OBJECTIVE:
Reproduce exactly the lines from the one containing "Objective — one point per instance of the sunset" through the last line of the data, both ends included.

Collected data:
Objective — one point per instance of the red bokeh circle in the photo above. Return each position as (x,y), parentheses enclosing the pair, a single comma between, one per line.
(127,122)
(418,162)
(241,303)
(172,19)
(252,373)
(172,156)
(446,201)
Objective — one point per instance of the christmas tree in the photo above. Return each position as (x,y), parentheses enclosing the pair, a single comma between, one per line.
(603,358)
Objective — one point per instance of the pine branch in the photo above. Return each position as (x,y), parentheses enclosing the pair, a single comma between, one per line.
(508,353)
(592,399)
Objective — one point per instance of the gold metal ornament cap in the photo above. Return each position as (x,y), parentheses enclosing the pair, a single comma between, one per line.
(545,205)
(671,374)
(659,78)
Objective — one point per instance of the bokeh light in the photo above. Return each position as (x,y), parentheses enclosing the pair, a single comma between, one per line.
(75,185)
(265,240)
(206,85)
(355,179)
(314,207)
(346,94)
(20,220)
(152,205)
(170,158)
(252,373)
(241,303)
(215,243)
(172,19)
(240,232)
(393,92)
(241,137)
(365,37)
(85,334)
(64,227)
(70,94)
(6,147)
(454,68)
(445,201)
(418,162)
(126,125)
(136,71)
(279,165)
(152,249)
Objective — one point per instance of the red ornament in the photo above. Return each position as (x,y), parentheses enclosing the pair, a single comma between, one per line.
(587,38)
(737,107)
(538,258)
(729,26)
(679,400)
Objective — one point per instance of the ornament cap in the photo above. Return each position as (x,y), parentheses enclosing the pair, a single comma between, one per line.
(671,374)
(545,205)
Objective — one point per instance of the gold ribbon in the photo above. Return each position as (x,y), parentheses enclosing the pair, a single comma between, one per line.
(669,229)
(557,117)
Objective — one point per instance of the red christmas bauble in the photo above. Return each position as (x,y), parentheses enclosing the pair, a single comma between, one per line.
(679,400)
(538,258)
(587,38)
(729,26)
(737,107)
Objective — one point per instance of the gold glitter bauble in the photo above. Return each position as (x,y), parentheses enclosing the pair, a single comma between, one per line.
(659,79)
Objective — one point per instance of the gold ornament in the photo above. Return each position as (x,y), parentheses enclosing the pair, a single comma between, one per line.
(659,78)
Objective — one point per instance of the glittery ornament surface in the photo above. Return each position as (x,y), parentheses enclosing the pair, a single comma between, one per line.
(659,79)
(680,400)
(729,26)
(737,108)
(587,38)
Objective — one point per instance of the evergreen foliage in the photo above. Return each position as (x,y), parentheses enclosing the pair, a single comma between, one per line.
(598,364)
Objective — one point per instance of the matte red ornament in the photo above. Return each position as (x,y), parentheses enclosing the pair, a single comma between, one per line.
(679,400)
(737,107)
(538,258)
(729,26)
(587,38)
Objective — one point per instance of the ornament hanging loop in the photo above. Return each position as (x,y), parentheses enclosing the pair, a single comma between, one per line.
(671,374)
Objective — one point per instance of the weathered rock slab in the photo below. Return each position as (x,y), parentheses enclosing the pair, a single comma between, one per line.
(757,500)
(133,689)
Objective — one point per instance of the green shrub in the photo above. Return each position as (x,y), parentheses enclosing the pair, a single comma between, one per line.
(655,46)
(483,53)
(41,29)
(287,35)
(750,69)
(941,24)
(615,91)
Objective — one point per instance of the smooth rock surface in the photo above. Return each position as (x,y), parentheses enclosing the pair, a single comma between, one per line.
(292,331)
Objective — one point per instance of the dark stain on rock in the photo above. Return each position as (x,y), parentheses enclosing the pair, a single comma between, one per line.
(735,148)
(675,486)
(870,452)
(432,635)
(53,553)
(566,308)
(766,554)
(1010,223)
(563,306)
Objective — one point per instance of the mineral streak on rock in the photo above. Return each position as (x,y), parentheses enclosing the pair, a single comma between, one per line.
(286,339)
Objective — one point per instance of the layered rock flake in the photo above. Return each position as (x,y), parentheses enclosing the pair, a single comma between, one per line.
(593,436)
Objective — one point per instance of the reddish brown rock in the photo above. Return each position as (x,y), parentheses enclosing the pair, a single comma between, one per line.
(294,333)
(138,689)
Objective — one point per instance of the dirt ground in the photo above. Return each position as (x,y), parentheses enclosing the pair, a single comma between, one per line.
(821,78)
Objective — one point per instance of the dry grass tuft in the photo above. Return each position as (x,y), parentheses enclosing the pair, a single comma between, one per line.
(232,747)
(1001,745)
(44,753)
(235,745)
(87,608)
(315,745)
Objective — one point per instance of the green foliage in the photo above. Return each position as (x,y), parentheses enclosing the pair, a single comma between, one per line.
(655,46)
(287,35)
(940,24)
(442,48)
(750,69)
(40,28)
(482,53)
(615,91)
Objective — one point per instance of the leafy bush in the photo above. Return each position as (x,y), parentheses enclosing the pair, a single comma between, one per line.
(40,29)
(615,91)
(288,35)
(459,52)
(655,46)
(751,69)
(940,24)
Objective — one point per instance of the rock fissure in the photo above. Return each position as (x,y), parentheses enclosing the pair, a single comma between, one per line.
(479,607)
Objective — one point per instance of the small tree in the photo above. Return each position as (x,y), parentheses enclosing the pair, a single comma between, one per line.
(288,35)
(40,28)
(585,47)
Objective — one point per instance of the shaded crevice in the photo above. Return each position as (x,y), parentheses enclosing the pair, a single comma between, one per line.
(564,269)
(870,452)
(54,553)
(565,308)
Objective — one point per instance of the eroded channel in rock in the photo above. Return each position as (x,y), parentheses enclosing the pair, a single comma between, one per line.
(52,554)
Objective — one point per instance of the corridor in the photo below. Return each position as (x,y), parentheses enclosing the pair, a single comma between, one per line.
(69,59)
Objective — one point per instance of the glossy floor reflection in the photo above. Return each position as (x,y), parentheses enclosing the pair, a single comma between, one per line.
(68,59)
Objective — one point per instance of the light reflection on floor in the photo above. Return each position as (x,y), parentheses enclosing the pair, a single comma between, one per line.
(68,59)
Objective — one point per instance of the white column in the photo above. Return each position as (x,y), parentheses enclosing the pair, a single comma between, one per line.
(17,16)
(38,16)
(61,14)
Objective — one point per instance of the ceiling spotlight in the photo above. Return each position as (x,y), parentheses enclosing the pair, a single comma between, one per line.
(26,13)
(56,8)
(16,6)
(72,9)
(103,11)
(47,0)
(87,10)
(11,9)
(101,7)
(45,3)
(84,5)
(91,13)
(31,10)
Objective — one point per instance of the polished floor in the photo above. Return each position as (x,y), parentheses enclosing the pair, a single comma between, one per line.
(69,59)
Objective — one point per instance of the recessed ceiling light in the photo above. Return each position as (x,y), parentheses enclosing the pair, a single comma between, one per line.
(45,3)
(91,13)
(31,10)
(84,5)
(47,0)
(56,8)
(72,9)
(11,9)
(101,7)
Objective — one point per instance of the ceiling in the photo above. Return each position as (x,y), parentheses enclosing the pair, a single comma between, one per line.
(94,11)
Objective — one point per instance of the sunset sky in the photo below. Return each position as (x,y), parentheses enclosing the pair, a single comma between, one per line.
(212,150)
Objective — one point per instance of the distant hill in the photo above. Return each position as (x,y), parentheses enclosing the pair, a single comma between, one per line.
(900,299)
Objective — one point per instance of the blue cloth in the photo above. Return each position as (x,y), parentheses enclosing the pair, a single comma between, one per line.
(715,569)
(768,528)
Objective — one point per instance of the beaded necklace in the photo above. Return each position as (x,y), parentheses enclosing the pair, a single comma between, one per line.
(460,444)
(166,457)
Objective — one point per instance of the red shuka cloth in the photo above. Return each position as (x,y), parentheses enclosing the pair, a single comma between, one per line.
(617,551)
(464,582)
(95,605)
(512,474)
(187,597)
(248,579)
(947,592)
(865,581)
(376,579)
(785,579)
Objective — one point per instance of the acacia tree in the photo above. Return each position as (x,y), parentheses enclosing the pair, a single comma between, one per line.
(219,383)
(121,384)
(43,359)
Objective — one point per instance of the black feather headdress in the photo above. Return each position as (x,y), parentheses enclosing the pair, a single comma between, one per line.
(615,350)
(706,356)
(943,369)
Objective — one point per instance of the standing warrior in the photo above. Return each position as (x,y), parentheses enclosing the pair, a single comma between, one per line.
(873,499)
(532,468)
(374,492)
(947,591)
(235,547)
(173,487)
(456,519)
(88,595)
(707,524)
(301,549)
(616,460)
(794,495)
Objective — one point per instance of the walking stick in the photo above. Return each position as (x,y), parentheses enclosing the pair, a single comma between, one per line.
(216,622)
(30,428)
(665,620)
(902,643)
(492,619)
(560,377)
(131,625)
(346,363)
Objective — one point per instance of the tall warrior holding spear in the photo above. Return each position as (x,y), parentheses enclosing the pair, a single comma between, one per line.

OUTPUT:
Objective — one point per instance of the sunset sky in the photo below. Return each position as (x,y), parentheses enclosing the pair, a single comma between, one per line.
(212,150)
Objective — one point per instance of the distant hill in the photo above. Return each position as (x,y), parentheses enclosing the pair, a single comma between, one per line.
(900,299)
Objective — one point per instance of the blue cloth in the photo above. Return each position as (x,y), parentheses enclosing the pair, a single comma between, one per line.
(715,569)
(768,528)
Objective — one point per instance of the beaded necklace in the photo above. Return each position as (x,y), parentheses enclosing the pair, a single comma between, one per line.
(460,444)
(166,457)
Objective — one point per instance of the red shuka cloth in the photo above. Return each position as (x,y), parentheses enclosing the pair, a single comma between, one per line.
(617,551)
(464,582)
(95,605)
(512,474)
(187,597)
(248,579)
(947,592)
(865,581)
(376,579)
(785,579)
Objective — one point per instance of the acacia tree in the photo above. Return each position as (x,y), parentheses enclosing the pair, a single comma between, one per line.
(219,383)
(121,384)
(43,359)
Objective — one point per instance of the black feather headdress in the photo above. Return each position as (x,y), parentheses enclosing the pair, a single comma between, one per line.
(615,350)
(706,356)
(943,369)
Objective — one point per instance of the standing warrior in the photo above. Return each position as (x,y), parentheses enclosing the pair, a single comma between, one per line.
(873,499)
(532,468)
(374,492)
(947,591)
(235,547)
(173,487)
(456,519)
(88,595)
(707,524)
(301,549)
(616,460)
(794,495)
Objective — one point per instance of the walking stick in the photo above. Return each position as (x,y), parentheses enclosing the pair, a single comma between, one per line.
(216,622)
(30,428)
(665,620)
(902,643)
(492,619)
(560,377)
(131,625)
(346,363)
Objective — one point per instance of the tall warrior holding spear in the photo above. Return each position as (x,y), parentheses enclosing the pair, a single comma between, one per line.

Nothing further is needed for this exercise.